Una acuta annotazione di Patrizia Carmassi ci instrada forse verso una possibile risposta. Il lezionario della Biblioteca Ambrosiana A 23 bis inf., risalente al XIII sec., ma certamente ricopiato da un antigrafo molto più antico, contiene un elenco di “lectiones” profetiche per tutto l’anno liturgico, e presenta una correzione molto significativa proprio sulla Quinta Domenica dopo l’Epifania. La rubrica “Dominica Quinta post Epiphaniam” vi è difatti cancellata con un tratto di penna, e sostituita con “Dominica in Septuagesima”. Dobbiamo dunque supporre che l’antigrafo da cui il copista stava traendo i testi non riportasse ancora la Settuagesima, ma solo la Quinta Domenica dopo l’Epifania. Accortosi del problema, il copista sentì di dovere operare una sostituzione - e non una aggiunta - di quest’ultima con la Settuagesima. I due testi dovevano dunque in qualche modo essere sentiti come alternativi nel loro ruolo di introduzione alla stagione pre-quaresimale. Scegliere la Settuagesima doveva comportare la cancellazione della Domenica Quinta come introduzione al tempo della Pre-Quaresima.
Possiamo forse trovare conferma a questa ipotesi nel codex Mediolanensis, un evangeliario sicuramente appartenente alla provincia ecclesiastica milanese che riporta note liturgiche di VII- VIII sec. Nella sua redazione originale esso, come il Capitolare di Busto, non prevedeva né le domeniche IV e V dopo l’Epifania né la Settuagesima. Tuttavia, in quello stesso secolo IX in cui i libri “propriamente ambrosiani” stavano subendo la revisione carolingia, furono aggiunte da una nuova mano le annotazione per le domeniche IV e V dopo l’Epifania, con gli stessi testi che si trovano nei messali ambrosiani. Non si aggiunse invece la Settuagesima, che in età carolingia già sicuramente esisteva. Evidentemente, anche in questo caso, il copista dovette considerare i due testi equivalenti e alternativi. Inserendo la Domenica Quinta, la Settuagesima risultava in qualche modo superflua. I compilatori dei due Messali di Biasca e Bergamo e l’Evangelistario dei Cardinali Diaconi invece, proseguendo sulla linea di una risistemazione generale del calendario liturgico che lascia meno “vuoti” possibile, optarono per inserire entrambe le domeniche. Una scelta più coerente nell’ottica ordinatrice propria della revisione carolingia, ma meno coerente da un punto di vista tematico.

= DATI FORNITI =
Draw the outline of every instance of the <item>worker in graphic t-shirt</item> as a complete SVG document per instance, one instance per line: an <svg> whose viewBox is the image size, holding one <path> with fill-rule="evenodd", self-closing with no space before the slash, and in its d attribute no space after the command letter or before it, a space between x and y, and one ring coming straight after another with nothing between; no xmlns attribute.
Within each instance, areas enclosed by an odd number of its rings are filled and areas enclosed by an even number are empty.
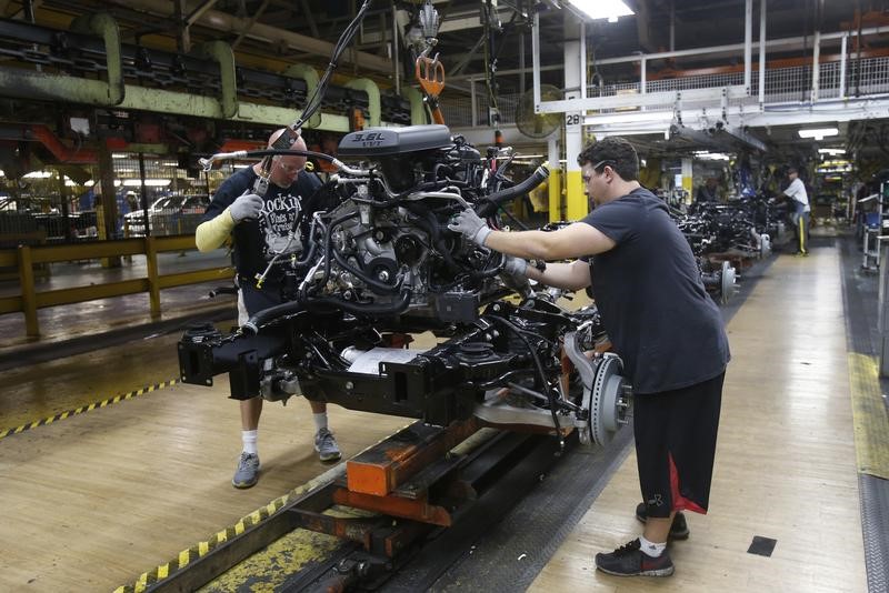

= DA FARE =
Rispondi alle domande seguenti sul testo della pagina, dedicato alla Settuagesima.
1. Nel lezionario A 23 bis inf., con quale rubrica viene sostituita "Dominica Quinta post Epiphaniam"?
2. A quali secoli risalgono le note liturgiche del codex Mediolanensis?
3. Nel codex Mediolanensis, per quali domeniche una nuova mano aggiunse le annotazioni nel IX secolo?

= RISULTATO =
1. "Dominica in Septuagesima".
2. Al VII e all'VIII secolo.
3. Per le domeniche IV e V dopo l'Epifania.